* [Directions]:
In the column on cataract surgery below, which eye did the doctor operate on first?

* [Exercise text]:
======

Friday, July 22, 2011

I Drove A Cataract...

A while back, I shared a column describing my experience with prostate surgery. The date of that surgery was December 9, 2010. I’ll always remember that date as my prostate gland joined the ranks of my previously removed tonsils in 1941 and my gall bladder in 1994.

Recently, my wife quipped, “Now that you have all new parts, I won’t have to trade you in.” I smiled ever so slightly. The smile was acknowledging her worthy attempt to say something cute. The “slightly” was because in my mind, I knew that I did not have new parts. The old were removed but nothing was replaced.

The urologist who laid waste my prostate gland had an interesting name, that being Dr. Tim Goodson. Remember that name, especially the “Good” part. Being somewhat apprehensive about losing such a sensitive body part, there was indeed comfort in knowing that my surgeon’s name contained such positive implications.

Another reason I wanted to share Dr. Goodson’s name with you is because that on April 14, 2011, I was admitted to the clinic to undergo double-cataract surgery. The Ophthalmologist who performed this surgery was named Dr. Phil Suffridge.

Do you see my quandary? I had just been spoiled by an Urologist named Goodson. Now I was expected to risk my very precious eyesight to an Ophthalmologist whose name sounded to me a whole lot like “suffer.” After studying his name carefully, I decided that Suffridge was safe enough so I calmed down.

The term “double” in double-cataract surgery means simply that both eyes will be involved. The procedure, however, is performed on one eye at a time. When the first eye heals then the second surgery is scheduled. In my case, the doctor decided to operate first on my right eye.

I remember lying on my back in a brilliantly-lit room. There were a few people standing around but the only one I knew was Dr. Suffridge. I slipped into a twi-light zone and could hear clinking sounds. Little circles of color kept spinning around the room. There was uncertainty on my part as to whether I was awake or asleep.

During the surgery, a strong urge compelled me to begin telling the doctor about Beaumont and my hometown memories. These stories were extremely interesting to me and I babbled away, explaining in fine detail and with great exuberance all about growing up in the South Park area of Beaumont. I felt so refreshed at finding an audience willing to listen to the tales of my youth.

Suddenly, right in the middle of my explaining about that beautiful organ at the Jefferson Theater in downtown Beaumont, a booming, authoritative voice commanded, “Mr. Hamby, stop talking. When you talk, it makes your eyes move.” I was insulted but decided not to talk anymore. I continued to drift in and out of reality.

Soon, Doc said, “Okay, we’re all done.” I looked around and discovered my right eye sported a patch. “Come by in the morning and I’ll remove the patch.” That was good news to me because with that patch, my depth-perception was at a standstill.

May 12, 2011, I returned to the clinic and had the other eye corrected. Now, I have new glasses and can see better than since I was a kid.

Some of the symptoms of cataracts are cloudy or blurry vision, faded colors, sensitivity to light, and/or poor night vision. One good web site for additional information is

Anyway, my experiences with prostate surgery and double cataract surgery were good and I didn’t suffer, thanks to Doctors Goodson and Suffridge.

My next round in early August will be something they call a “colonoscopy.” But do not expect an in-depth description of that procedure.

======

* [Data shown]:
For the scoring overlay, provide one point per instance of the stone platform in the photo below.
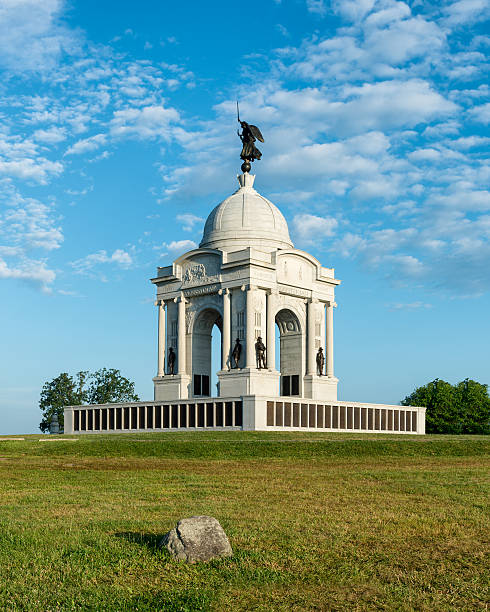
(246, 413)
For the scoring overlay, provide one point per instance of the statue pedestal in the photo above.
(320, 387)
(248, 381)
(172, 387)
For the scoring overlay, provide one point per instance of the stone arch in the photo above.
(201, 349)
(291, 351)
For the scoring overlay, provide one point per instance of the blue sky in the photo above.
(118, 137)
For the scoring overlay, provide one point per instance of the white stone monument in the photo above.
(246, 277)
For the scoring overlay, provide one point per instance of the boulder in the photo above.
(199, 538)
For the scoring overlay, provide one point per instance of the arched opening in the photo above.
(290, 353)
(206, 352)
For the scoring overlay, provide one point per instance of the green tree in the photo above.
(108, 386)
(64, 390)
(438, 397)
(461, 408)
(104, 386)
(473, 404)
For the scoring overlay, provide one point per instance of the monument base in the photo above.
(171, 387)
(248, 381)
(320, 387)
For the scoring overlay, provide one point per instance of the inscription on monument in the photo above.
(294, 291)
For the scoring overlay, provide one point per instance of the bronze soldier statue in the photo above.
(237, 351)
(250, 133)
(320, 362)
(260, 354)
(171, 361)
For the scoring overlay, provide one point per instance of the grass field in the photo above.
(316, 521)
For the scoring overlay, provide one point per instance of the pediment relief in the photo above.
(201, 269)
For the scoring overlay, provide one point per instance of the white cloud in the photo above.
(481, 113)
(87, 145)
(464, 12)
(189, 221)
(119, 257)
(353, 10)
(310, 227)
(52, 135)
(409, 306)
(32, 37)
(316, 6)
(35, 272)
(148, 122)
(177, 247)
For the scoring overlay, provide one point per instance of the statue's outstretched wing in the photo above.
(256, 132)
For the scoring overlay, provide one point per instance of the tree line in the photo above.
(104, 386)
(463, 408)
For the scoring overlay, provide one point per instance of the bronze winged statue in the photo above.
(250, 134)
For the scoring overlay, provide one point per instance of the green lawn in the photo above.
(316, 521)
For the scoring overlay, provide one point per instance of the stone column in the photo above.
(161, 337)
(310, 340)
(271, 331)
(249, 332)
(330, 306)
(226, 333)
(181, 336)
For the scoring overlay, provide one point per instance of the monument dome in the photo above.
(246, 219)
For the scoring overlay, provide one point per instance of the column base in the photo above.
(320, 387)
(248, 381)
(172, 387)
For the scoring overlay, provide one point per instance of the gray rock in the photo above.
(199, 538)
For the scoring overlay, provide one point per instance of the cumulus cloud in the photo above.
(317, 7)
(87, 145)
(33, 272)
(481, 113)
(189, 221)
(409, 306)
(32, 36)
(119, 257)
(310, 227)
(177, 247)
(52, 135)
(148, 122)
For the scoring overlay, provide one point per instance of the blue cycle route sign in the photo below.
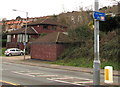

======

* [Solution for this problem]:
The right eye.